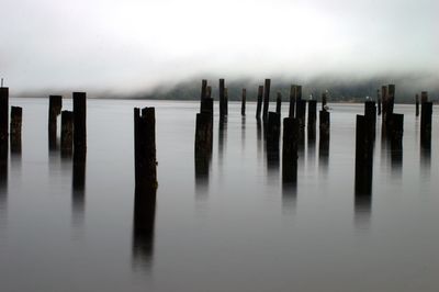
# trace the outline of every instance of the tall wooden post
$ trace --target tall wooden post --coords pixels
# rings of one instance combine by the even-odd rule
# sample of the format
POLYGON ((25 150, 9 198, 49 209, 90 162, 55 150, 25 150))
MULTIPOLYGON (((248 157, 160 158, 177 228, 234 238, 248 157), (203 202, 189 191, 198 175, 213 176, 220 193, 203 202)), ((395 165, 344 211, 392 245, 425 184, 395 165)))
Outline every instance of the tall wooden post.
POLYGON ((74 92, 74 151, 75 157, 85 157, 87 153, 87 94, 74 92))
POLYGON ((56 149, 57 117, 61 113, 63 97, 48 97, 48 147, 56 149))
POLYGON ((268 117, 268 109, 270 103, 270 87, 271 87, 271 80, 266 79, 266 83, 263 87, 263 112, 262 112, 263 122, 267 122, 268 117))
POLYGON ((9 88, 0 87, 0 159, 8 159, 9 88))
POLYGON ((134 165, 136 190, 157 188, 156 111, 134 109, 134 165))
POLYGON ((21 126, 23 110, 20 106, 11 108, 11 153, 21 153, 21 126))
POLYGON ((226 115, 225 112, 225 81, 224 79, 219 79, 219 119, 223 119, 226 115))
POLYGON ((246 115, 246 99, 247 99, 247 90, 243 88, 243 97, 240 102, 240 115, 246 115))
POLYGON ((260 113, 262 109, 262 96, 263 96, 263 86, 258 87, 258 103, 256 105, 256 119, 260 119, 260 113))
POLYGON ((299 123, 294 117, 283 119, 282 182, 297 181, 299 123))
POLYGON ((295 112, 295 85, 292 85, 290 88, 290 109, 289 109, 289 117, 294 117, 295 112))
POLYGON ((61 156, 69 157, 74 149, 74 112, 61 112, 61 156))
POLYGON ((282 108, 282 93, 278 92, 278 97, 275 99, 275 112, 281 115, 281 108, 282 108))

----------

Work to be completed => Copy every line of the records above that contains the string "tall", matching case exactly.

Solution =>
# trace the outline of every instance of the tall wooden post
$ trace --target tall wooden post --coords pixels
Outline every instance of the tall wooden post.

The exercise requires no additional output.